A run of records

:::::

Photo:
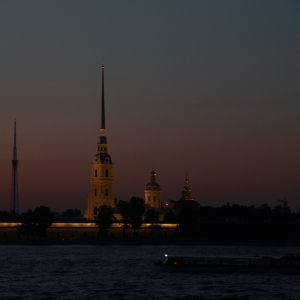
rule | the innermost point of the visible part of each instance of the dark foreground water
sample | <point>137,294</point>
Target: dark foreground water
<point>122,272</point>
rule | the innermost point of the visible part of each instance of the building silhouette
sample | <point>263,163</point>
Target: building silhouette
<point>152,192</point>
<point>186,193</point>
<point>102,170</point>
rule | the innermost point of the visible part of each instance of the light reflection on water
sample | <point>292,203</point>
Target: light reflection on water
<point>123,272</point>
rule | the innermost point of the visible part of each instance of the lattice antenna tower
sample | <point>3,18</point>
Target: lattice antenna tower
<point>14,200</point>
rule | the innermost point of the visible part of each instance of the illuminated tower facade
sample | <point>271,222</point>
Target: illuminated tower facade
<point>153,192</point>
<point>14,200</point>
<point>186,193</point>
<point>102,170</point>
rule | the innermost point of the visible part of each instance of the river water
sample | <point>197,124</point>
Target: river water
<point>123,272</point>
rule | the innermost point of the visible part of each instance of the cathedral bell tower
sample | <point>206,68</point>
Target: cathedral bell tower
<point>186,193</point>
<point>102,176</point>
<point>152,192</point>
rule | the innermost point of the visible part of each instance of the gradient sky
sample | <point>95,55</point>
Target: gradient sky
<point>210,88</point>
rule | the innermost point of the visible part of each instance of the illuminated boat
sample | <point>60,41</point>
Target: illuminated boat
<point>265,264</point>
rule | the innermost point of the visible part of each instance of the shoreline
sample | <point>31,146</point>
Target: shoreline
<point>144,242</point>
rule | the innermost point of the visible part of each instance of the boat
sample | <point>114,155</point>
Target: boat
<point>289,264</point>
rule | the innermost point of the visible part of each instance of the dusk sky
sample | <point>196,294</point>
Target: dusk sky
<point>210,88</point>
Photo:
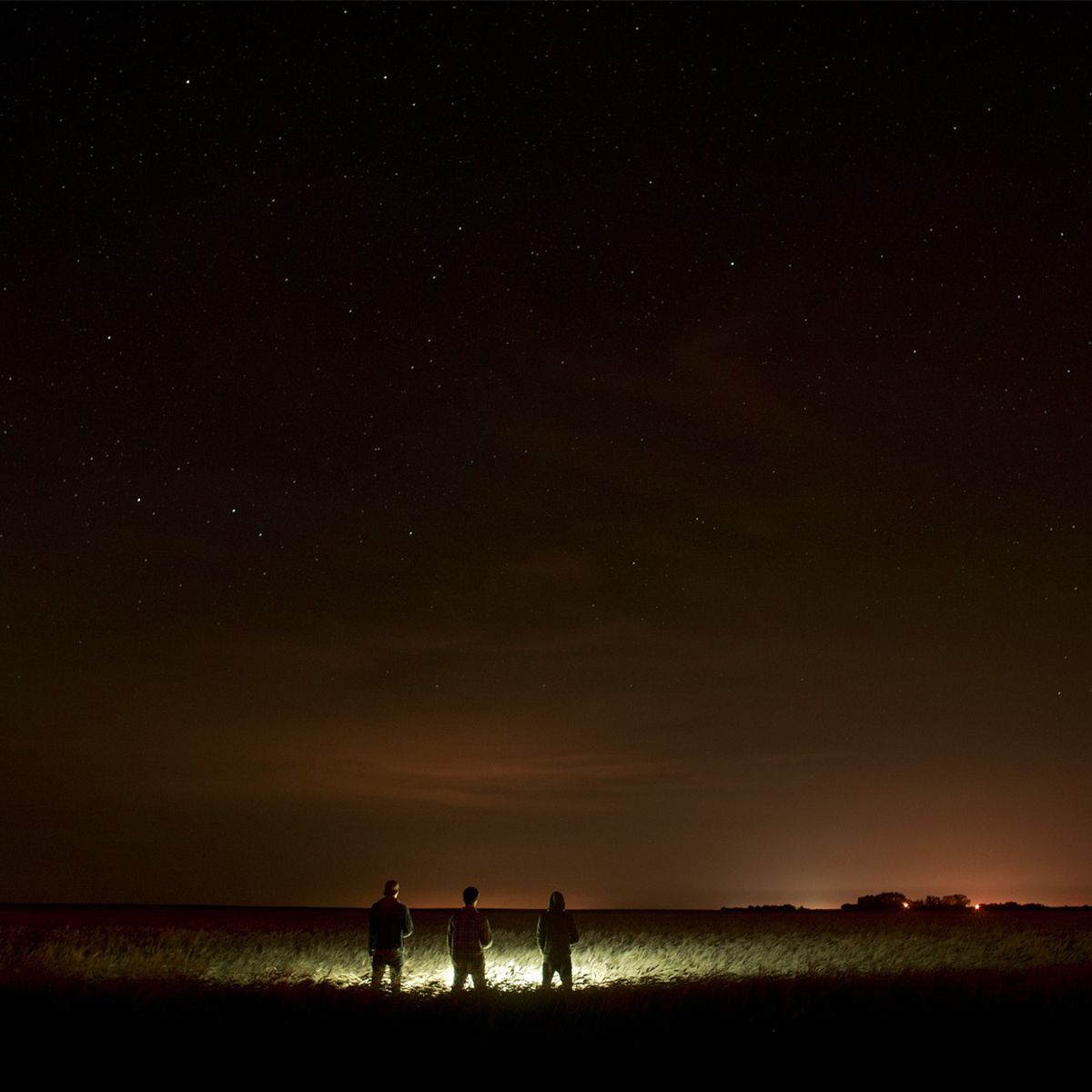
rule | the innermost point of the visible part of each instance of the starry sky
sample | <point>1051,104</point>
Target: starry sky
<point>637,450</point>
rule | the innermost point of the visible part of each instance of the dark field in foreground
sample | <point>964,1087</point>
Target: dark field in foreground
<point>284,988</point>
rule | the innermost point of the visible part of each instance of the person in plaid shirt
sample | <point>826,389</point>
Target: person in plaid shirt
<point>468,938</point>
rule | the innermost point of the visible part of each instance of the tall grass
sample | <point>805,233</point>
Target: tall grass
<point>258,987</point>
<point>241,947</point>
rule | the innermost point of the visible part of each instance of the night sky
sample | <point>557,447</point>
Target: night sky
<point>642,451</point>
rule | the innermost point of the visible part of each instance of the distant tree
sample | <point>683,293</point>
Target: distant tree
<point>943,902</point>
<point>885,901</point>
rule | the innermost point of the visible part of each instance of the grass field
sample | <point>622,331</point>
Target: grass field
<point>756,982</point>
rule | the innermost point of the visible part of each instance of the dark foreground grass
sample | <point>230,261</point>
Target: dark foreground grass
<point>929,1018</point>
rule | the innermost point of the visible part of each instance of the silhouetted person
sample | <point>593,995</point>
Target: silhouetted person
<point>468,938</point>
<point>389,924</point>
<point>556,934</point>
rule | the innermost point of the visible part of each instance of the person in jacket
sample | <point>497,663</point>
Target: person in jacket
<point>389,924</point>
<point>556,934</point>
<point>469,937</point>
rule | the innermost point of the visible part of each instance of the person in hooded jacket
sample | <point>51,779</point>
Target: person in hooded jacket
<point>389,924</point>
<point>556,934</point>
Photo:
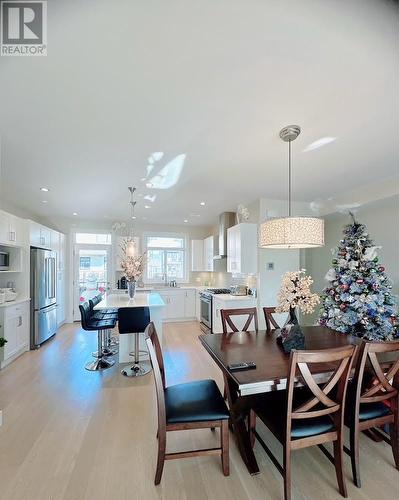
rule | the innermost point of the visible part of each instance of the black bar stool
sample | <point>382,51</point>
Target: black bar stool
<point>134,320</point>
<point>89,324</point>
<point>110,343</point>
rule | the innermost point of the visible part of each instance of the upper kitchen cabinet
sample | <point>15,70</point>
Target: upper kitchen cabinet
<point>12,230</point>
<point>242,249</point>
<point>208,253</point>
<point>197,255</point>
<point>44,237</point>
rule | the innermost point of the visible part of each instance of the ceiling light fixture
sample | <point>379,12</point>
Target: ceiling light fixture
<point>319,143</point>
<point>130,244</point>
<point>291,232</point>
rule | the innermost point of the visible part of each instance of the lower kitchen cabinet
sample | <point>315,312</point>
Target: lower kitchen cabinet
<point>14,327</point>
<point>180,304</point>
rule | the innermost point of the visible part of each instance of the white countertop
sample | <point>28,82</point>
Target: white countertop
<point>117,300</point>
<point>14,302</point>
<point>227,297</point>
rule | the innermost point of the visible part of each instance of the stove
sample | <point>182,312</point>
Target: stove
<point>206,307</point>
<point>217,291</point>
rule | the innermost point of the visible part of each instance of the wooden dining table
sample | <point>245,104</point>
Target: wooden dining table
<point>269,375</point>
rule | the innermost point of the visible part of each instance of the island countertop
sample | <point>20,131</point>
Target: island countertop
<point>115,300</point>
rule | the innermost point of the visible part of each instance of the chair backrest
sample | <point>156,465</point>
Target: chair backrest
<point>94,301</point>
<point>133,319</point>
<point>326,399</point>
<point>382,381</point>
<point>155,352</point>
<point>271,323</point>
<point>226,314</point>
<point>85,314</point>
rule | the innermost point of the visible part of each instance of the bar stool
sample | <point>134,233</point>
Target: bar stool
<point>88,324</point>
<point>110,343</point>
<point>135,320</point>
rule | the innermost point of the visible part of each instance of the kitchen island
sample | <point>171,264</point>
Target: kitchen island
<point>151,300</point>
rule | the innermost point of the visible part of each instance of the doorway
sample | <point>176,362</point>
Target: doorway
<point>91,273</point>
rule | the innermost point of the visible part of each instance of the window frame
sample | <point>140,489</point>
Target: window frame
<point>184,249</point>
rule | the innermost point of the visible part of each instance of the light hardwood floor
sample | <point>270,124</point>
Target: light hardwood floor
<point>69,434</point>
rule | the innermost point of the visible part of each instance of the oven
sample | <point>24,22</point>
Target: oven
<point>4,261</point>
<point>206,312</point>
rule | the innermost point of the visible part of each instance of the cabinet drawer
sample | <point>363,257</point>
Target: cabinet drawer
<point>17,310</point>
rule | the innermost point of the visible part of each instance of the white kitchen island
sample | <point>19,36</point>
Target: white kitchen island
<point>151,300</point>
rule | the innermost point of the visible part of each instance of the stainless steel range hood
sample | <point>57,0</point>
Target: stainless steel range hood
<point>226,220</point>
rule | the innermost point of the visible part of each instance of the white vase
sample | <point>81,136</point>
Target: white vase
<point>131,288</point>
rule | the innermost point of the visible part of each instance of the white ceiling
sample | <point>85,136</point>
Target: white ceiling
<point>212,80</point>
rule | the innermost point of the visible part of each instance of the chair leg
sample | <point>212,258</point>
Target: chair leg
<point>252,427</point>
<point>287,472</point>
<point>339,464</point>
<point>354,449</point>
<point>394,433</point>
<point>161,456</point>
<point>224,441</point>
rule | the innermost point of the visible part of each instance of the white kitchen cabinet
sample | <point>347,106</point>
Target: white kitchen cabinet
<point>40,236</point>
<point>180,304</point>
<point>197,255</point>
<point>14,327</point>
<point>242,249</point>
<point>174,302</point>
<point>208,254</point>
<point>11,229</point>
<point>60,297</point>
<point>189,304</point>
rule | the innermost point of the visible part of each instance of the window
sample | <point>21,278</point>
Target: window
<point>93,239</point>
<point>166,258</point>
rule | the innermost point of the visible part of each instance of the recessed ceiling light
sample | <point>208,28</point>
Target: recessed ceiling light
<point>319,143</point>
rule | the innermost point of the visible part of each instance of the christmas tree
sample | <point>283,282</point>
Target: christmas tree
<point>358,299</point>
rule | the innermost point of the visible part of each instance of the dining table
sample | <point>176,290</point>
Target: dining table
<point>270,374</point>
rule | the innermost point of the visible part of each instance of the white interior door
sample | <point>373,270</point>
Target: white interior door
<point>92,271</point>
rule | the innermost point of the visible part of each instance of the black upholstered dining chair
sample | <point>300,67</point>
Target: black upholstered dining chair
<point>191,405</point>
<point>373,400</point>
<point>311,415</point>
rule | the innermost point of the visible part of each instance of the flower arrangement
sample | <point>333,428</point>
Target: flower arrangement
<point>295,293</point>
<point>132,265</point>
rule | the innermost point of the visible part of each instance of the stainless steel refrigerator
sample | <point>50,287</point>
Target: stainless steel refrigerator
<point>43,290</point>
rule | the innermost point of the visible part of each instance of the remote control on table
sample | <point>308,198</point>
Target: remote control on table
<point>235,367</point>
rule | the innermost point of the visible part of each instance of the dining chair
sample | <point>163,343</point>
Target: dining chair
<point>191,405</point>
<point>271,323</point>
<point>226,315</point>
<point>310,415</point>
<point>373,400</point>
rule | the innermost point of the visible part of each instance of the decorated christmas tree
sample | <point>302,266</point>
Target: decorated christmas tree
<point>358,298</point>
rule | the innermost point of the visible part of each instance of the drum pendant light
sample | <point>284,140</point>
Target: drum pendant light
<point>291,232</point>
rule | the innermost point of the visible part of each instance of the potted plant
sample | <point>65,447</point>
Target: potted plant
<point>295,293</point>
<point>132,266</point>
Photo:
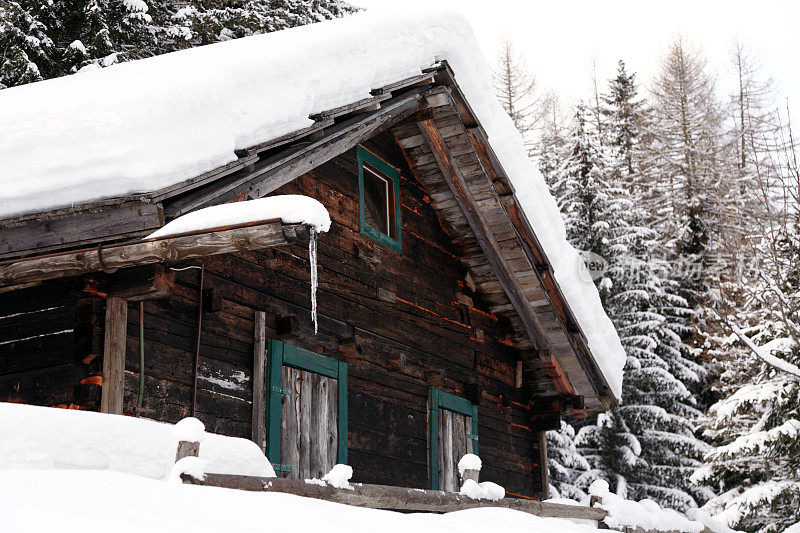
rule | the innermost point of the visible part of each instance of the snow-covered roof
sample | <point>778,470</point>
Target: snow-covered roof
<point>145,125</point>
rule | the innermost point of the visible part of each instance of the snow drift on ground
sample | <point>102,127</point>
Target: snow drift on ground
<point>91,501</point>
<point>290,208</point>
<point>645,514</point>
<point>46,438</point>
<point>144,125</point>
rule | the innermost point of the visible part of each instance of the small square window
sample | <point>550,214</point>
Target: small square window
<point>379,190</point>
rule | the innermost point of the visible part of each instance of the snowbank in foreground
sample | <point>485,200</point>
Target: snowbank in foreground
<point>645,514</point>
<point>114,131</point>
<point>290,208</point>
<point>89,501</point>
<point>47,438</point>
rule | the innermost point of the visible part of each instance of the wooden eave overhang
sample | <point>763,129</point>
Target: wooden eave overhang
<point>448,151</point>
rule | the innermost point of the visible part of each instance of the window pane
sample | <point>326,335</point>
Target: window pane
<point>376,200</point>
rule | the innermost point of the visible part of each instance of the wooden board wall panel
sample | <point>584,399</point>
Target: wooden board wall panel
<point>114,355</point>
<point>259,430</point>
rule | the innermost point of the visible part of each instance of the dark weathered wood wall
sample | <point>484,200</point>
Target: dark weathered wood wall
<point>49,346</point>
<point>402,322</point>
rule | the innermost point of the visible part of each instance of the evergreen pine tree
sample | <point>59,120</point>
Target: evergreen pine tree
<point>687,152</point>
<point>756,467</point>
<point>569,471</point>
<point>26,51</point>
<point>645,447</point>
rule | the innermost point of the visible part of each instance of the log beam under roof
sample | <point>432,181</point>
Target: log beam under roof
<point>212,241</point>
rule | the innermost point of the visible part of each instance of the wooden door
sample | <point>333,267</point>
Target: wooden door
<point>455,440</point>
<point>309,435</point>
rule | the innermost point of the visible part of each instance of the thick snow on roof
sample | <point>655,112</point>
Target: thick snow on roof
<point>65,439</point>
<point>144,125</point>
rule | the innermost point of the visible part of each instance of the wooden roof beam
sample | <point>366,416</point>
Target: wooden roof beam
<point>483,235</point>
<point>176,248</point>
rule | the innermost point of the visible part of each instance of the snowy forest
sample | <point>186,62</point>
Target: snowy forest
<point>684,200</point>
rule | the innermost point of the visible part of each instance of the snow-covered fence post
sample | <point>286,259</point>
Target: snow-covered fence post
<point>187,449</point>
<point>597,501</point>
<point>188,466</point>
<point>469,467</point>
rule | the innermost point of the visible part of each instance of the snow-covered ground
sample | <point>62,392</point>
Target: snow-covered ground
<point>113,132</point>
<point>71,470</point>
<point>62,439</point>
<point>85,501</point>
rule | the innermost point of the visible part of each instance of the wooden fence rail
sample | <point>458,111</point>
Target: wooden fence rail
<point>394,498</point>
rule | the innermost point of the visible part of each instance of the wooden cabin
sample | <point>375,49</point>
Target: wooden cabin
<point>441,327</point>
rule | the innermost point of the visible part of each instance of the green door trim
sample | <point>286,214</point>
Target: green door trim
<point>439,399</point>
<point>281,354</point>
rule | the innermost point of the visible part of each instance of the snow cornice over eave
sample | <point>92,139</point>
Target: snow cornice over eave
<point>114,133</point>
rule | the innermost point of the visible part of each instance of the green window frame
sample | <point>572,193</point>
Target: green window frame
<point>365,156</point>
<point>281,354</point>
<point>439,399</point>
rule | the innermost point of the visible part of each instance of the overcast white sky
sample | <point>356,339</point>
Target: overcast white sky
<point>559,38</point>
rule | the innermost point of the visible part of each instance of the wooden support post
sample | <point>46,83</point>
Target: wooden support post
<point>545,474</point>
<point>187,449</point>
<point>259,427</point>
<point>114,356</point>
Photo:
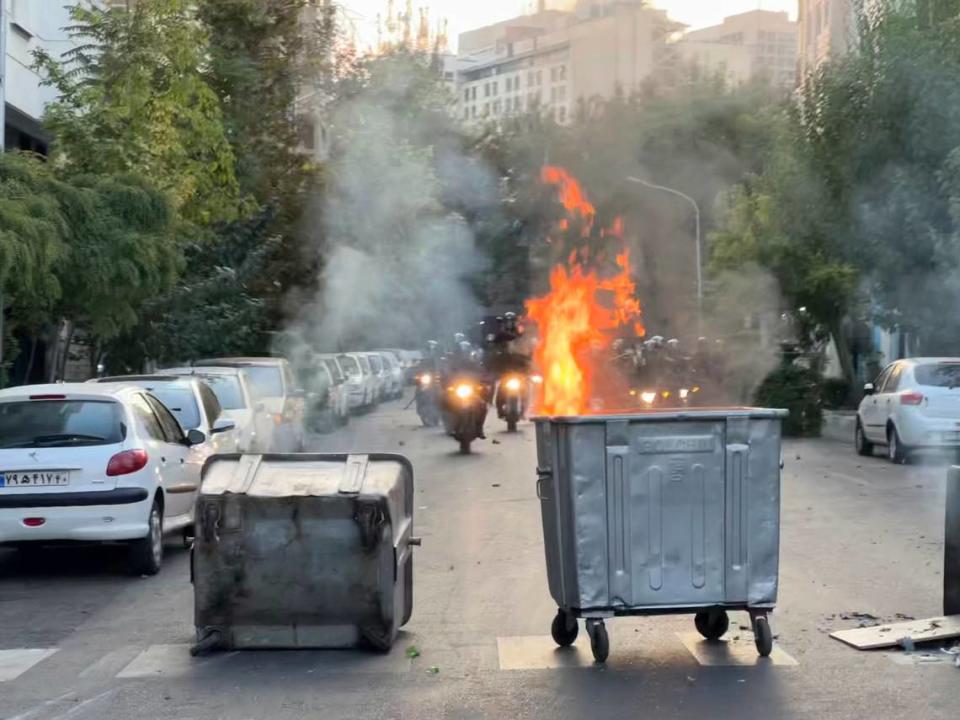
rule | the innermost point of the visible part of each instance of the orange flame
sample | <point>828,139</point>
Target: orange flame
<point>576,318</point>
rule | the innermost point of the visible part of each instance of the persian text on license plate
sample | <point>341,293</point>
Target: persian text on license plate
<point>34,478</point>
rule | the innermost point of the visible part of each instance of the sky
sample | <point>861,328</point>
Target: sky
<point>469,14</point>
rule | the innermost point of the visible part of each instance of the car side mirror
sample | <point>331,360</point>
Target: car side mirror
<point>223,425</point>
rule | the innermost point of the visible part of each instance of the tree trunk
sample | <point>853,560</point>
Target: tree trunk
<point>840,341</point>
<point>30,362</point>
<point>65,354</point>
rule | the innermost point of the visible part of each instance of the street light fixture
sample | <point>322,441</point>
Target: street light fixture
<point>696,212</point>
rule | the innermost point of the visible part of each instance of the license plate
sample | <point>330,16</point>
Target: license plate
<point>35,478</point>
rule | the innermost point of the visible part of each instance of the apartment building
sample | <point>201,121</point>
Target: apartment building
<point>29,25</point>
<point>756,45</point>
<point>554,59</point>
<point>827,29</point>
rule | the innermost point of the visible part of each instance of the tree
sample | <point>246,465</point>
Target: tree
<point>133,97</point>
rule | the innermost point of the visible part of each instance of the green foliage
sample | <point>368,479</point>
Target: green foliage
<point>256,68</point>
<point>133,97</point>
<point>32,238</point>
<point>797,389</point>
<point>837,394</point>
<point>212,309</point>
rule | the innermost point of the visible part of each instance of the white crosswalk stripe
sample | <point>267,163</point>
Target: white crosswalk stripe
<point>14,663</point>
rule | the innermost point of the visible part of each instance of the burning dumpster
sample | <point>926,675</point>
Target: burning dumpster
<point>661,512</point>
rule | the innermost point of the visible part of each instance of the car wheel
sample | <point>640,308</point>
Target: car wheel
<point>864,446</point>
<point>896,451</point>
<point>146,554</point>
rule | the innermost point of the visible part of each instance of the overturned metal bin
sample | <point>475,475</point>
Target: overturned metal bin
<point>658,513</point>
<point>303,551</point>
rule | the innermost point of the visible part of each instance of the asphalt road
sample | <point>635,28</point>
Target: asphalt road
<point>858,535</point>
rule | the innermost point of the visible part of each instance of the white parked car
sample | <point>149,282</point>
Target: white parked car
<point>380,373</point>
<point>235,398</point>
<point>395,375</point>
<point>192,403</point>
<point>358,364</point>
<point>82,462</point>
<point>276,395</point>
<point>913,405</point>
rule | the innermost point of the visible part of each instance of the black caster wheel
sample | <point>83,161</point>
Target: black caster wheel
<point>599,640</point>
<point>763,635</point>
<point>564,629</point>
<point>712,624</point>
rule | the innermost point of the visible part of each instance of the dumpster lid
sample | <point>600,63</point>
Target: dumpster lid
<point>692,414</point>
<point>305,475</point>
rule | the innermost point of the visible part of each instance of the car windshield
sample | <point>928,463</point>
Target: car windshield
<point>938,375</point>
<point>181,402</point>
<point>265,381</point>
<point>60,423</point>
<point>350,365</point>
<point>228,391</point>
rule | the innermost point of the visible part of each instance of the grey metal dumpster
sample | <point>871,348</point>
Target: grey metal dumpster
<point>297,551</point>
<point>661,512</point>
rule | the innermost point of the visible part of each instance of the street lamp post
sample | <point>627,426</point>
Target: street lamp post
<point>696,213</point>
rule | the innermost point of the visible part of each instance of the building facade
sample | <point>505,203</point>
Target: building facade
<point>827,29</point>
<point>552,60</point>
<point>756,45</point>
<point>29,25</point>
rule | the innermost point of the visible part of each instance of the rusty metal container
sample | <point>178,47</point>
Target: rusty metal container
<point>661,512</point>
<point>303,551</point>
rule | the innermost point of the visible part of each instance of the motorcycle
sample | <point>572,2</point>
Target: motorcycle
<point>512,394</point>
<point>465,409</point>
<point>426,398</point>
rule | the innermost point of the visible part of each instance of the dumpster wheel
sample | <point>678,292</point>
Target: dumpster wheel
<point>712,624</point>
<point>763,635</point>
<point>599,640</point>
<point>564,629</point>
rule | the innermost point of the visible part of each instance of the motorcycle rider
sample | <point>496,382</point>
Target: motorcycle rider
<point>462,363</point>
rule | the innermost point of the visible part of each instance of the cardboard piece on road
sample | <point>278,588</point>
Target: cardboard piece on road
<point>920,631</point>
<point>732,653</point>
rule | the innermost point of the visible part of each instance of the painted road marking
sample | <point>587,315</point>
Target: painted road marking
<point>14,663</point>
<point>739,652</point>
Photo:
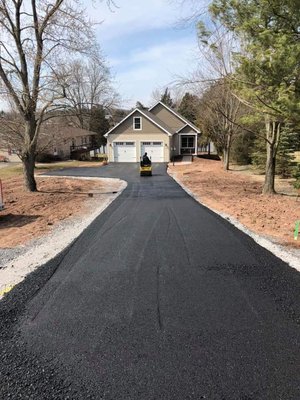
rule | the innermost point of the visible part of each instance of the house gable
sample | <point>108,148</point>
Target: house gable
<point>172,120</point>
<point>187,129</point>
<point>149,124</point>
<point>171,117</point>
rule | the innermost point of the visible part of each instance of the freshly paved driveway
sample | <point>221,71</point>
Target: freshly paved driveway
<point>158,299</point>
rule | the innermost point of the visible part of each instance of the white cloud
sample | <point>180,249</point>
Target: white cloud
<point>154,67</point>
<point>133,16</point>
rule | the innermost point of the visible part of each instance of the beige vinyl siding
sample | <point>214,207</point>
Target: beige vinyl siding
<point>187,129</point>
<point>167,117</point>
<point>150,132</point>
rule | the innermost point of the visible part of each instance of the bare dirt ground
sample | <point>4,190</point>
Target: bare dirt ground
<point>238,194</point>
<point>30,215</point>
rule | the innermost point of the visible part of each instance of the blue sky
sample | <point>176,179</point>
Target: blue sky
<point>146,45</point>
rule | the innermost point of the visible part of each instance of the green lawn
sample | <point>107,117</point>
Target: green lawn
<point>9,171</point>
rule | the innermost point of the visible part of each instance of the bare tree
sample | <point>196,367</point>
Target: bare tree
<point>88,85</point>
<point>37,38</point>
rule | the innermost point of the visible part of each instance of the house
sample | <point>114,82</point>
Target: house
<point>160,131</point>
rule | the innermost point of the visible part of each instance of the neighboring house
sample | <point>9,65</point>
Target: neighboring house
<point>159,131</point>
<point>65,141</point>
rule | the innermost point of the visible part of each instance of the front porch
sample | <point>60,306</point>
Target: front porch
<point>188,144</point>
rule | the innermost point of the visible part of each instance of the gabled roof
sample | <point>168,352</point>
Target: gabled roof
<point>190,125</point>
<point>177,115</point>
<point>151,117</point>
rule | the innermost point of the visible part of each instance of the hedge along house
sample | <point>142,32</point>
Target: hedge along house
<point>160,132</point>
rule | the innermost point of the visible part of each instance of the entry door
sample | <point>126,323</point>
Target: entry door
<point>154,150</point>
<point>124,152</point>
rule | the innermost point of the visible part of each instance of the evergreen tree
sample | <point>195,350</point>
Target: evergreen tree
<point>296,175</point>
<point>188,107</point>
<point>166,98</point>
<point>267,75</point>
<point>99,124</point>
<point>284,156</point>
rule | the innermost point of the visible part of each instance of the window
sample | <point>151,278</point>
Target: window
<point>187,141</point>
<point>137,123</point>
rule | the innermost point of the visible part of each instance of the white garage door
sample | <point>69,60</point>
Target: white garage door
<point>124,152</point>
<point>154,150</point>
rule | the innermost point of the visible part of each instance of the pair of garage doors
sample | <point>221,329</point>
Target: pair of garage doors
<point>127,151</point>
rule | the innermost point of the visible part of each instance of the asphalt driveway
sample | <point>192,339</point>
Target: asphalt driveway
<point>158,299</point>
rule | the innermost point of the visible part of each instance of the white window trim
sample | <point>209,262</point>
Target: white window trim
<point>188,134</point>
<point>114,143</point>
<point>141,127</point>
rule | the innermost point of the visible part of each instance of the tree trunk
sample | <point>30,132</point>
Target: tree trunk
<point>226,159</point>
<point>226,152</point>
<point>28,168</point>
<point>269,183</point>
<point>273,130</point>
<point>28,156</point>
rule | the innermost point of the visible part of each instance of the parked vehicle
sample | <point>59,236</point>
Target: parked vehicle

:::::

▸ **Goal**: Quote the records exactly, from the line that contains "the white kitchen cabinet" to the line that contains "<point>311,415</point>".

▸ **Task solution**:
rule | the innermost point of the visible part of each instance of the white kitchen cabinet
sample | <point>347,106</point>
Target: white kitchen cabinet
<point>40,236</point>
<point>180,304</point>
<point>197,255</point>
<point>14,327</point>
<point>242,249</point>
<point>174,302</point>
<point>208,254</point>
<point>11,229</point>
<point>60,297</point>
<point>189,304</point>
rule | the innermost point of the visible part of each instance of the window
sample | <point>21,278</point>
Target: window
<point>93,239</point>
<point>166,258</point>
rule | the innermost point of the visible part of each instance of the recessed ceiling light
sample | <point>208,28</point>
Target: recessed ceiling light
<point>319,143</point>
rule | the innermost point of the visible part of each instance of the christmas tree
sample | <point>283,282</point>
Target: christmas tree
<point>358,299</point>
rule | the innermost point of the visible part of each instance of the dining table
sample | <point>176,290</point>
Target: dining table
<point>270,374</point>
rule | the innermost point of the visible part of each instance of the white interior door
sample | <point>373,270</point>
Target: white interior door
<point>92,271</point>
rule | the innermost point of the visible part of each instance of the black upholstered dining chair
sample | <point>300,67</point>
Target: black upholstered dining chair
<point>191,405</point>
<point>373,400</point>
<point>311,415</point>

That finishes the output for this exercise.